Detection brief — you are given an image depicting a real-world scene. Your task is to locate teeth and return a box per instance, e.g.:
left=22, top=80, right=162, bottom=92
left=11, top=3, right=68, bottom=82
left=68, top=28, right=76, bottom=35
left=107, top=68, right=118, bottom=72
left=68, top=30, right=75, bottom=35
· · · · · · ·
** EXERCISE OBJECTIVE **
Reproduce all of the records, keeping every character unchanged.

** ANSWER FOR THIS EXERCISE **
Detection brief — you are given an image depicting a real-world scene. Your task is to locate teeth and return a box per instance, e.g.:
left=22, top=80, right=162, bottom=92
left=11, top=3, right=68, bottom=82
left=68, top=28, right=76, bottom=35
left=107, top=68, right=118, bottom=72
left=68, top=30, right=75, bottom=35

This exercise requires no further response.